Reproduisez à l'identique le passage du texte sur la randonneuse disparue qui va de « Au fond des » à « dans le Maine. ».

EXTRAIT CHOISI
▼▼▼

Elle disparait lors d’une randonnée et, 2 ans plus tard, on retrouve ses notes déchirantes

Au fond des bois du Maine, un garde-forestier travaille à compter le nombre d'arbres qui s'étalent dans le paysage devant lui. En marchant, il découvre ce qui ressemble à un camping abandonné, avec une tente endommagée. Sans le savoir, l'homme vient de percer le mystère entourant la une randonneuse disparue deux ans auparavant. Par la suite, on va aussi découvrir le journal de celle-ci - et les mots qu'il contient rendent sa lecture vraiment déchirante.

 Geraldine Largay - connue sous le nom de Gerry - avait 66 ans lorsqu'elle a disparu. Elle avait toujours voulu parcourir le sentier des Appalaches. C'est l'un des sentiers de randonnée les plus célèbres au monde - il s'étend de la montagne Springer en Géorgie au mont Katahdin dans le Maine.

▲▲▲

EXTRAIT DE DONNÉES
▼▼▼

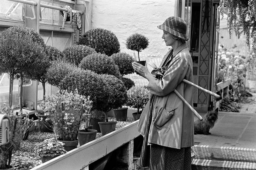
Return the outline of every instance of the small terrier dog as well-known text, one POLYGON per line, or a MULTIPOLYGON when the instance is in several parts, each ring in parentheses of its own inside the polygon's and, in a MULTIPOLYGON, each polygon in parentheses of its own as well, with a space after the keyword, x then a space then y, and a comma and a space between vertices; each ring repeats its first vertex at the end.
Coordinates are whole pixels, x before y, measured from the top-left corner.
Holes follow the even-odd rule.
POLYGON ((208 108, 208 111, 203 118, 203 120, 197 120, 194 122, 194 134, 210 135, 210 129, 214 126, 218 119, 219 108, 213 111, 208 108))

▲▲▲

RÉSULTAT OBTENU
Au fond des bois du Maine, un garde-forestier travaille à compter le nombre d'arbres qui s'étalent dans le paysage devant lui. En marchant, il découvre ce qui ressemble à un camping abandonné, avec une tente endommagée. Sans le savoir, l'homme vient de percer le mystère entourant la une randonneuse disparue deux ans auparavant. Par la suite, on va aussi découvrir le journal de celle-ci - et les mots qu'il contient rendent sa lecture vraiment déchirante.

 Geraldine Largay - connue sous le nom de Gerry - avait 66 ans lorsqu'elle a disparu. Elle avait toujours voulu parcourir le sentier des Appalaches. C'est l'un des sentiers de randonnée les plus célèbres au monde - il s'étend de la montagne Springer en Géorgie au mont Katahdin dans le Maine.